▶ [SOURCE PASSAGE]:
Turn Down The Brightness

However, at that point, I think any theoretical advantages of unlimited storage are overridden by the practical considerations. In simpler terms, who does this? Every SD I/O card user I've ever known, seen, or just heard of has one card that they use in their phone. If they get a new one, it's because they need more space, and they then stop using the old one. It's trying to make SD I/O cards into some bizarre "über-floppy," and that fails, because at least floppies had space for you to put some kind of label on them.There's the lack of a replaceable battery. While having to send the whole unit back to Apple for a dead battery is annoying, that's only what I'd call a problem if the battery were unusable for some reason. In practical use, the only time you really care about extra batteries is if your battery is unable to get you through the day. Thus far, once I dropped the screen brightness a bit, my battery life has been able to handle whatever use I need, and I get through my day just fine.

Sure, other devices, like the Motorola Q, need additional batteries, but that's because the batteries they ship with are so unable to handle the needs of the person using it that they have to be able to easily swap batteries. A need created by poor specification and design is not a feature to be emulated. Unless Apple shipped a bad batch of batteries, this issue is a tempest in a teapot.

▶ [EXERCISE BRIEF]: Reproduce the passage titled "Turn Down The Brightness" in full, word for word. The items after this passage are separate material and have no connection to it.

Entries on locating named things
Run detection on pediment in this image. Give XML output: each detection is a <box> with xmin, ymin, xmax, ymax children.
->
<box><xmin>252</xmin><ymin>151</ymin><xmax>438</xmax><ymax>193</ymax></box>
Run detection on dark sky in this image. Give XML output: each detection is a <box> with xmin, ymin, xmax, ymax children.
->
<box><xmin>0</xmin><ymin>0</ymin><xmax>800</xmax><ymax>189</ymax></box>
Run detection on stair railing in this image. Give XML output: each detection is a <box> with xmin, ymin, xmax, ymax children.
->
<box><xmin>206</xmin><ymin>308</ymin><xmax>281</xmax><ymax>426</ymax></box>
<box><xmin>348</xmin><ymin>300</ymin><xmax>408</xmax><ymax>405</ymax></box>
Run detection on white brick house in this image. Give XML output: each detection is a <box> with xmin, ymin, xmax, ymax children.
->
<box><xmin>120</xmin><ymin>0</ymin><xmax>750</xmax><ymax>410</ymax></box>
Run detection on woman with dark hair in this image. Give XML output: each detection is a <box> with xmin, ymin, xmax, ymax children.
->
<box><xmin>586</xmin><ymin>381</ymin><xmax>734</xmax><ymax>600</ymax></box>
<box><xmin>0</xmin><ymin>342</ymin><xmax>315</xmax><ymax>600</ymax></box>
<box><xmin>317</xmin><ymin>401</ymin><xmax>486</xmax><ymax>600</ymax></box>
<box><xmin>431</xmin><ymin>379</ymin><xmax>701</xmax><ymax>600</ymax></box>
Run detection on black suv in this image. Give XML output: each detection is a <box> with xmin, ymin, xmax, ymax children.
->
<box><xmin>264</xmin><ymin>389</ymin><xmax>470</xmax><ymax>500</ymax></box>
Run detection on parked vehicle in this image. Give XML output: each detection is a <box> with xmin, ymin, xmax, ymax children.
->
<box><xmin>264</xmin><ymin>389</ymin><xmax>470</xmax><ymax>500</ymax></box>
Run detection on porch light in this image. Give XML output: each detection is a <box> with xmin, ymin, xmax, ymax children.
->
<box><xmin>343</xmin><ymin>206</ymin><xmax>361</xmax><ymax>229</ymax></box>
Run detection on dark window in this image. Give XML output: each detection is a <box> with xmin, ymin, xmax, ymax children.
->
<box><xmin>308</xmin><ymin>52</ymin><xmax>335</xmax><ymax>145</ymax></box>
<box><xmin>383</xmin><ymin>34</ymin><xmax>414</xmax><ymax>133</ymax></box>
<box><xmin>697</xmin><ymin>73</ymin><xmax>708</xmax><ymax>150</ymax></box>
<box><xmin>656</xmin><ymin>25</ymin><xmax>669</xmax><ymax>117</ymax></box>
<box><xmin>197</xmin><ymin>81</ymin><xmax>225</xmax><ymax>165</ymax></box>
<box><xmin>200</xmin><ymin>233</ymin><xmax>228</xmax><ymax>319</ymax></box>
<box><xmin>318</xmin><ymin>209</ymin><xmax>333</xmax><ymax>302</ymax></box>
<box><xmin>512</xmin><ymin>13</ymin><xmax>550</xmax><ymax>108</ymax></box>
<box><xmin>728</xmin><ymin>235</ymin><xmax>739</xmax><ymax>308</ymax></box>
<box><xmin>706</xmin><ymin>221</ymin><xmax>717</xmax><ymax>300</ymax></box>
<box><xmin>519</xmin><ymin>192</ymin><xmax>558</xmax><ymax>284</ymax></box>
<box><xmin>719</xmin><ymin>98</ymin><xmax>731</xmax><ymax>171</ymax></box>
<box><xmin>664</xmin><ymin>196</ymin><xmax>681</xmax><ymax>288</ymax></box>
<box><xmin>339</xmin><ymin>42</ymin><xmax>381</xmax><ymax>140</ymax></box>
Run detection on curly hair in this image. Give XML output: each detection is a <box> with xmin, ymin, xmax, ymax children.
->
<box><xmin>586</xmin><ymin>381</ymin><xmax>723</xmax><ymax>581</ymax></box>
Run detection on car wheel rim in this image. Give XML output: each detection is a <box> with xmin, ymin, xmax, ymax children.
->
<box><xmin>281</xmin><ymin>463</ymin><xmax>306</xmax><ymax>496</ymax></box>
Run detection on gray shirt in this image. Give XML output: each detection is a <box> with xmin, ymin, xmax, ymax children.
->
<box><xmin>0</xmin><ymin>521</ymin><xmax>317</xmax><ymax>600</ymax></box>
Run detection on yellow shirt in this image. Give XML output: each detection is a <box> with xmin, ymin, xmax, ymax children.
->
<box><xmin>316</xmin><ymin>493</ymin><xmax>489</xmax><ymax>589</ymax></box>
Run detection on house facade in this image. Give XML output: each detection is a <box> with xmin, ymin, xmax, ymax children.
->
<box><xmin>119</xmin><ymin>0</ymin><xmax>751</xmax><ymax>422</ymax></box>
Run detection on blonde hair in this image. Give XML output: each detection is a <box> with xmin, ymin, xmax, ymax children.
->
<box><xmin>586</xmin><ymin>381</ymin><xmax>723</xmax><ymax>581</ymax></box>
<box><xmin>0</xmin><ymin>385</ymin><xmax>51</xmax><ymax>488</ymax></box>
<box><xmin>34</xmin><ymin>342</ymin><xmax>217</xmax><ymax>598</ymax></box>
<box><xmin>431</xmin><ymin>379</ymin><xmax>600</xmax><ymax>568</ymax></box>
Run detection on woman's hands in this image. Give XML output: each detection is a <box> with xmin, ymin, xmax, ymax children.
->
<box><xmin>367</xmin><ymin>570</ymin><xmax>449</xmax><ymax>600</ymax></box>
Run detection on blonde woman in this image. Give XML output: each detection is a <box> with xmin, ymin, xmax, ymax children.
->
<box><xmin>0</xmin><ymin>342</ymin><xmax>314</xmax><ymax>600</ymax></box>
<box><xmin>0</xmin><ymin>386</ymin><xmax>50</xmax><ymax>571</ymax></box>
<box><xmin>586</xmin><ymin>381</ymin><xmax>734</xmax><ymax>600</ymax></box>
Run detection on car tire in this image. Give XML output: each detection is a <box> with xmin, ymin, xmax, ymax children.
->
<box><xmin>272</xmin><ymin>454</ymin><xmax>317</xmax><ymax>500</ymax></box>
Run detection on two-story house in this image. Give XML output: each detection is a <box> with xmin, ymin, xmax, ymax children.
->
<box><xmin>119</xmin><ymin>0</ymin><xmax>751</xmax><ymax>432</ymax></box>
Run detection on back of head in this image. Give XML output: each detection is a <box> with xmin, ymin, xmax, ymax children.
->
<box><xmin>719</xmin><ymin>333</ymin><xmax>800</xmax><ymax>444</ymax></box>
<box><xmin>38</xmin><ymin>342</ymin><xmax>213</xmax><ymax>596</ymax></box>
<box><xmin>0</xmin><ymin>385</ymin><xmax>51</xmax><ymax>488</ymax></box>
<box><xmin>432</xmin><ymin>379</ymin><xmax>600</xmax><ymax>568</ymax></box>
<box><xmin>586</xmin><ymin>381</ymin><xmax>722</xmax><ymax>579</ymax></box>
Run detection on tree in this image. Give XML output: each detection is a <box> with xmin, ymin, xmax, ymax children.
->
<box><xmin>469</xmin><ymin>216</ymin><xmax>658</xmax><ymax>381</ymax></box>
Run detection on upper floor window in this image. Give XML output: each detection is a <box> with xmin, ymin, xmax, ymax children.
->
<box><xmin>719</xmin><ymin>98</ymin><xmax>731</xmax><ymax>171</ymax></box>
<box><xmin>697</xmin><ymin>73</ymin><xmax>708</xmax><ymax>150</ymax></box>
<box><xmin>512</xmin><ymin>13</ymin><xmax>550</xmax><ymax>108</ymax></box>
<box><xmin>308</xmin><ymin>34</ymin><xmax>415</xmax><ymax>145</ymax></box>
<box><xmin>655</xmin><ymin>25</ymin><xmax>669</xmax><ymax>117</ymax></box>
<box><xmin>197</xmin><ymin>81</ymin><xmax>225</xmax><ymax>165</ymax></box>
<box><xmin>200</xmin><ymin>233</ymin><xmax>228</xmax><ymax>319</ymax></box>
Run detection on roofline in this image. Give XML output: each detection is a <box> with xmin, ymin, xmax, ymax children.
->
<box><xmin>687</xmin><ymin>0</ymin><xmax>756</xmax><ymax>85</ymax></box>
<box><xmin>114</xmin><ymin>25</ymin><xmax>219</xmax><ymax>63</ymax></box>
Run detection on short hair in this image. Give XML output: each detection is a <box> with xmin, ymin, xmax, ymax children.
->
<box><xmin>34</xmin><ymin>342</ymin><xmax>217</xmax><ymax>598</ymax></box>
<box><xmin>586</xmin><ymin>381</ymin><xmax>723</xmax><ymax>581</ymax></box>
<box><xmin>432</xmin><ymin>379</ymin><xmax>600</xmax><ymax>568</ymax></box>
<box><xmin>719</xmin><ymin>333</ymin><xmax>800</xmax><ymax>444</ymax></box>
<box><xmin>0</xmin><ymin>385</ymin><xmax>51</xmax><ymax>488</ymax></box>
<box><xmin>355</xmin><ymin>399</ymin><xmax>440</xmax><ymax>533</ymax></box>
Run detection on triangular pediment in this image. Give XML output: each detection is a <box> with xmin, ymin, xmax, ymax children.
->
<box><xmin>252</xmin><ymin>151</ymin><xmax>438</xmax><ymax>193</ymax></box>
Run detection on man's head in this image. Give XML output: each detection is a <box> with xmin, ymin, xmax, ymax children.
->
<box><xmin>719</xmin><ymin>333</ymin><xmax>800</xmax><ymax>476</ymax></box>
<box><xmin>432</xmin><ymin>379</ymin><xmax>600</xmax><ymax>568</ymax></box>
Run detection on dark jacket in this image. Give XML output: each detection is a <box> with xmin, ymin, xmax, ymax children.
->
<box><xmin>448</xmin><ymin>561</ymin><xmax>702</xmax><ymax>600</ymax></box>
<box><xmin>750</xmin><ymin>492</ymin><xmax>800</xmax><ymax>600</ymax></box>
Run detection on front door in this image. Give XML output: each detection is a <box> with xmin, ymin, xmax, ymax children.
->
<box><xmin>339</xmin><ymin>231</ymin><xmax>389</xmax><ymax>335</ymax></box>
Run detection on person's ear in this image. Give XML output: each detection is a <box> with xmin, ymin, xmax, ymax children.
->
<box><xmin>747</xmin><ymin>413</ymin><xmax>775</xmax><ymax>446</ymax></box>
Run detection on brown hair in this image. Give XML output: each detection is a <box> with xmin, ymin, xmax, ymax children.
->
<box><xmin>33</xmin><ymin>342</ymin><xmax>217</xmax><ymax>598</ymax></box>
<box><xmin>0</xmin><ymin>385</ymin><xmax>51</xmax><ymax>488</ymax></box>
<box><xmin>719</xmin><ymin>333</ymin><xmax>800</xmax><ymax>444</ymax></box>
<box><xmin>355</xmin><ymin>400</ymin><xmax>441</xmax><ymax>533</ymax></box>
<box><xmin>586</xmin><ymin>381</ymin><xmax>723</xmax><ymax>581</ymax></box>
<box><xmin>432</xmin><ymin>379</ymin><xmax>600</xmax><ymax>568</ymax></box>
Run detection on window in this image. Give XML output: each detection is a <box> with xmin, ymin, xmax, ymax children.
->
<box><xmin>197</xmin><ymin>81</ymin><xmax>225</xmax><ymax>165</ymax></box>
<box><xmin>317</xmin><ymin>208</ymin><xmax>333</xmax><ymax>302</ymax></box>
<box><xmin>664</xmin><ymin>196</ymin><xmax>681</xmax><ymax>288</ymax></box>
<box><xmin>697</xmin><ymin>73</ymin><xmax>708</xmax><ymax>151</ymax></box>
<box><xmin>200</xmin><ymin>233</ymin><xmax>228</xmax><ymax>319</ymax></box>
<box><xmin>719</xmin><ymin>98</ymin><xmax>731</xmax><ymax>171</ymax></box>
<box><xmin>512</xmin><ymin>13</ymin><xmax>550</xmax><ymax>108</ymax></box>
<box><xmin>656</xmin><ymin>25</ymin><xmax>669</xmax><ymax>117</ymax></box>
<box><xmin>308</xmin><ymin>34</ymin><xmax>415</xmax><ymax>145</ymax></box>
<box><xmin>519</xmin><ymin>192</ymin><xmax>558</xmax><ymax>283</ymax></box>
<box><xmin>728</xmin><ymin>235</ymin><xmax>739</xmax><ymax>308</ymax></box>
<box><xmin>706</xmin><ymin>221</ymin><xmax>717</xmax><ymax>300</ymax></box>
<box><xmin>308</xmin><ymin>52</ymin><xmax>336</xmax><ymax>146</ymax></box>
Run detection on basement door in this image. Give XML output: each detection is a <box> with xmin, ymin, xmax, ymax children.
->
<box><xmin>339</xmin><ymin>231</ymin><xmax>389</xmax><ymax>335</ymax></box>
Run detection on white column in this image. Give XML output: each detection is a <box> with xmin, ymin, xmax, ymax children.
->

▶ [RESPONSE TO THIS TASK]:
Turn Down The Brightness

However, at that point, I think any theoretical advantages of unlimited storage are overridden by the practical considerations. In simpler terms, who does this? Every SD I/O card user I've ever known, seen, or just heard of has one card that they use in their phone. If they get a new one, it's because they need more space, and they then stop using the old one. It's trying to make SD I/O cards into some bizarre "über-floppy," and that fails, because at least floppies had space for you to put some kind of label on them.There's the lack of a replaceable battery. While having to send the whole unit back to Apple for a dead battery is annoying, that's only what I'd call a problem if the battery were unusable for some reason. In practical use, the only time you really care about extra batteries is if your battery is unable to get you through the day. Thus far, once I dropped the screen brightness a bit, my battery life has been able to handle whatever use I need, and I get through my day just fine.

Sure, other devices, like the Motorola Q, need additional batteries, but that's because the batteries they ship with are so unable to handle the needs of the person using it that they have to be able to easily swap batteries. A need created by poor specification and design is not a feature to be emulated. Unless Apple shipped a bad batch of batteries, this issue is a tempest in a teapot.